If a neighbor crashes into a

tree while driving home drunk, he blames the bartender. If a cousin gets AIDS

because the needle he used to shoot up with heroin was dirty, he blames the

government for not providing clean ones.

If your grandchildren are

brats without manners, you blame television. If your friend is shot by a

deranged madman, you blame the gun manufacturer. And if a crazed person breaks

into the cockpit and tries to kill the pilot at 35,000 feet, and the passengers

kill him instead, the mother of the deceased blames the airline.

So if I die while writing

about how to promote responsibility, I want you to blame my computer.


2. PROMOTING RESPONSIBILITY


I thought to keep in mind in

promoting responsibility with the young is not to do something for them that

they can do for themselves.

When we want the young person to do something and he

or she does not, oftentimes stress is induced–on the adult. The youngster is

aware of your emotions and (nonconsciously) derives a sense of power from it.

What he is doing–or not doing–is seen as directing your emotions.

[YOUR OBJECTIVE] Edit the piece on blame and responsibility, starting at the words "When we want" and stopping after "directing your emotions.". Swap "youngster" for "child". The listing has no role in this work.

[ENTRIES SUPPLIED]
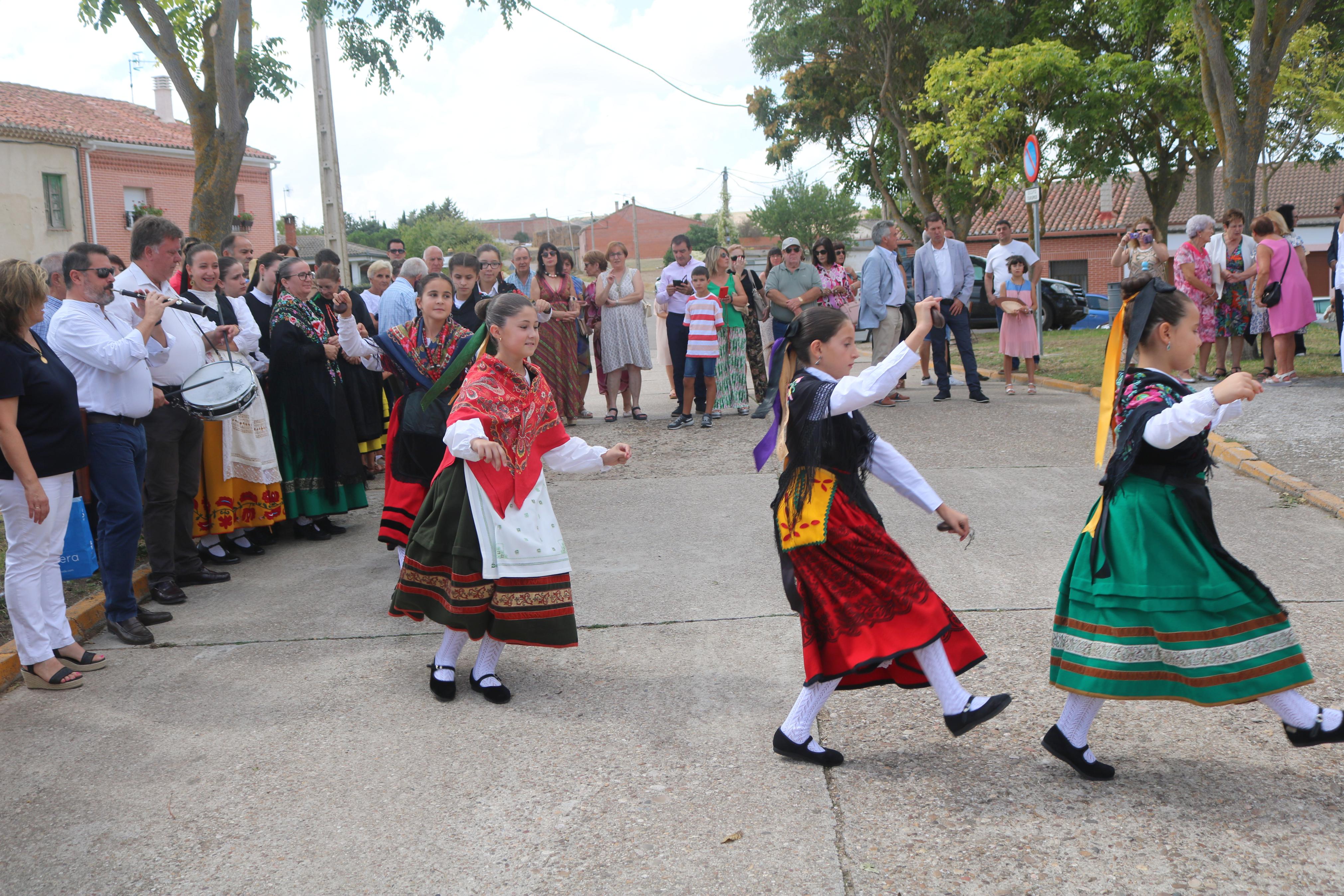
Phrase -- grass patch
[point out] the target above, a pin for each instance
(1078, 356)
...
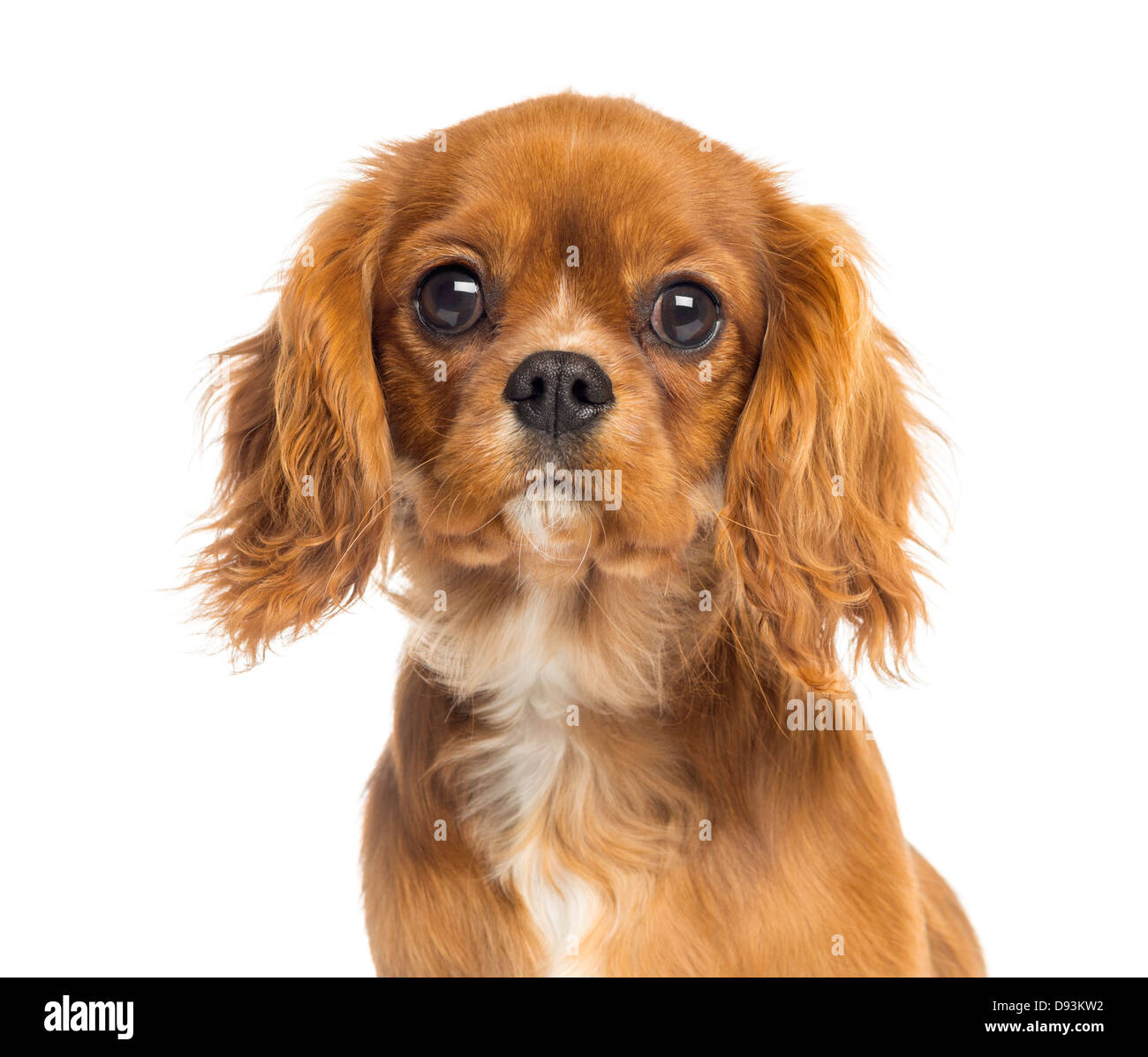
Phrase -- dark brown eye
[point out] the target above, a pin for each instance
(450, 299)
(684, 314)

[EXPECTED ANSWER]
When we want the young person to do something and he

or she does not, oftentimes stress is induced–on the adult. The child is

aware of your emotions and (nonconsciously) derives a sense of power from it.

What he is doing–or not doing–is seen as directing your emotions.